Please sift through the items below and copy every line that contains the word "locate".

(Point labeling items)
▶
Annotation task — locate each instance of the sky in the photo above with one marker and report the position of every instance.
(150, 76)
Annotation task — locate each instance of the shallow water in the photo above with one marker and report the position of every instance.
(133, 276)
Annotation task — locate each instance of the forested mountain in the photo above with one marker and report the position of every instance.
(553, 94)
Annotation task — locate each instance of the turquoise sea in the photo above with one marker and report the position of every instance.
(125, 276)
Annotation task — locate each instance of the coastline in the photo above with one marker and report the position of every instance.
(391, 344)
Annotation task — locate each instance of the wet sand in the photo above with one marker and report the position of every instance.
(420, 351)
◀
▶
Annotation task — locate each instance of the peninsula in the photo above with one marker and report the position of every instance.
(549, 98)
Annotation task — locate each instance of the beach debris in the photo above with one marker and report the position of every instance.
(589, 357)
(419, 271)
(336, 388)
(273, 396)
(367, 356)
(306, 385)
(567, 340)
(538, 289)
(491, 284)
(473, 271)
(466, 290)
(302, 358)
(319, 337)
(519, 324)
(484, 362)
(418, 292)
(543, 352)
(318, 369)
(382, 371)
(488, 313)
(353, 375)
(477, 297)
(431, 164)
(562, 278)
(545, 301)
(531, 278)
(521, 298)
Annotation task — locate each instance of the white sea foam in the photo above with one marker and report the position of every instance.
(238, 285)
◀
EXERCISE RESPONSE ▸
Annotation task — locate each instance of the sky in the photo above with one marker and report the position of every instance.
Annotation task — locate each instance of the shallow water in the photo above with one marker and report the position of every instance.
Annotation task — locate each instance of the forested mountain in the photo above with one marker and report the position of every instance.
Annotation task — locate each instance of the turquoise sea in the photo above with one marker and report the position of every instance.
Annotation task — locate each instance of the coastline in the photo above with one marker and report the position of every instance.
Annotation task — locate each instance of the wet sand in the photo above with one marker and report the position of every instance.
Annotation task — locate each instance of the peninsula in the photo above with one marker and report the position of every instance.
Annotation task — locate each instance of the beach debris in the photo above with one marker and report the position of every instance.
Annotation task — locate each instance of the white sea foam in the photo above with one marker and report the position of every instance.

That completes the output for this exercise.